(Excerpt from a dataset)
++++++++
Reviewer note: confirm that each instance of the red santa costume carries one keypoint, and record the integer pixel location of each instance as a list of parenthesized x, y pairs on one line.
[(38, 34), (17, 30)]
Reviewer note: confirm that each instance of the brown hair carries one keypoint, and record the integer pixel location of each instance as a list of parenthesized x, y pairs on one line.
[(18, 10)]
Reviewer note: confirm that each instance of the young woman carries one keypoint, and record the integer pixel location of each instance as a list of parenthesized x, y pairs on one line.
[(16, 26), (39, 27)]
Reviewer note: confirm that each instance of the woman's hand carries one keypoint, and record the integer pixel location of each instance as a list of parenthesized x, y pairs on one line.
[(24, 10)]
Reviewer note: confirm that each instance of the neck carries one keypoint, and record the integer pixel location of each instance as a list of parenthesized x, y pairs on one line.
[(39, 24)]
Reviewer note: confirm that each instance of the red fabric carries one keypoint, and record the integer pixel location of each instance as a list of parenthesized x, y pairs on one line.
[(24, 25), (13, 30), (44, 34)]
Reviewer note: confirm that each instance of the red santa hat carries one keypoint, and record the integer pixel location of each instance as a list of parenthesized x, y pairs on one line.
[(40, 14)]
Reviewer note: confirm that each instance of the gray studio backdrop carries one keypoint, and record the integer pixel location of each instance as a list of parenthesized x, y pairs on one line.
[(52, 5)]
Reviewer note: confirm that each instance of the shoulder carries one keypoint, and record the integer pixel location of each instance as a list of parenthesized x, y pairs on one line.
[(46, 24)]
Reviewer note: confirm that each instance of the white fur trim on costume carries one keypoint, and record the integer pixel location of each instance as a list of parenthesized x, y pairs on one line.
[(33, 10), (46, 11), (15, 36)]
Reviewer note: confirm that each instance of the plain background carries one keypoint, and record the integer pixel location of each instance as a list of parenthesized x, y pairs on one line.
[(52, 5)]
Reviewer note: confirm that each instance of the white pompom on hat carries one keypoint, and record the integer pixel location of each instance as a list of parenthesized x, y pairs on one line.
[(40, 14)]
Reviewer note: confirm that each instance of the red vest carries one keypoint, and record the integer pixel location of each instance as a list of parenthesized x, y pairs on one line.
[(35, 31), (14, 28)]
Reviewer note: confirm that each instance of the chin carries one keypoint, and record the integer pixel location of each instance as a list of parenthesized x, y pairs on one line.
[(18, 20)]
++++++++
→ **GIVEN PROBLEM**
Copy all of the data exactly.

→ **RESPONSE TO THE EXERCISE**
Reviewer note: confirm that each instance of the red santa costume carries one keypoint, and record the integer pixel location of each instance as a list of parenthesized x, y pairs on one line.
[(38, 34), (17, 30)]
Reviewer note: confirm that each instance of the brown hair carries one keypoint, and record the integer pixel location of each instance as a list of parenthesized x, y pairs on one line.
[(18, 10)]
Reviewer note: confirm that each instance of the young woman carries one keypoint, and record the integer pixel location of each instance as a list of parenthesized x, y pairs on one line.
[(16, 26), (39, 27)]
Reviewer note: confirm that each instance of the woman's hand carries one keypoint, and record the integer pixel location of each instance as a list of parenthesized x, y pairs on one line.
[(24, 10)]
Reviewer note: confirm that each instance of the neck carries one keypoint, and record the integer pixel location of each instance as a list of parenthesized x, y pairs on one line.
[(39, 24)]
Reviewer note: confirm that each instance of the red fabric carries one keypoint, and record the integer pixel location of each instance as a list of parenthesized x, y pairs on one line.
[(24, 25), (13, 30), (44, 34)]
Reviewer note: confirm that each instance of the red santa hat carries one keypoint, and record the integer pixel location of each instance as a list of parenthesized x, y pairs on one line.
[(40, 14)]
Reviewer note: confirm that each instance of the gray studio backdrop carries one keypoint, and record the integer pixel location of each instance as a list of parenthesized x, y pairs on one line.
[(52, 5)]
Reviewer note: confirm that each instance of the shoulder carries one keypoint, and record the integer pixel location of each instance as a list of parenthesized x, y pairs on one line.
[(46, 24)]
Reviewer note: confirm that each instance of the white fur trim on costume carries one keypoint, and record the integer pixel location of each instance as a list of parenthesized x, y pairs on one line.
[(33, 10), (46, 11), (15, 36)]
Reviewer note: confirm that each instance of the plain background carries one keypoint, and record the integer pixel location of each instance as a list of parenthesized x, y pairs on one line.
[(52, 5)]
Reviewer note: confirm that each instance of the white pompom on hat carries one keypoint, and record the integer pixel location of each instance as a list of parenthesized x, y pairs on one line.
[(40, 14)]
Reviewer note: confirm that each instance of the red vest carries one keypoint, and record the integer pixel location of each instance as a list of parenthesized x, y pairs on one line.
[(35, 31), (14, 28)]
Reviewer note: confirm that each instance of the chin carries one keypoint, and record the integer pixel location of each instance as a list of parenthesized x, y pairs on one line.
[(18, 20)]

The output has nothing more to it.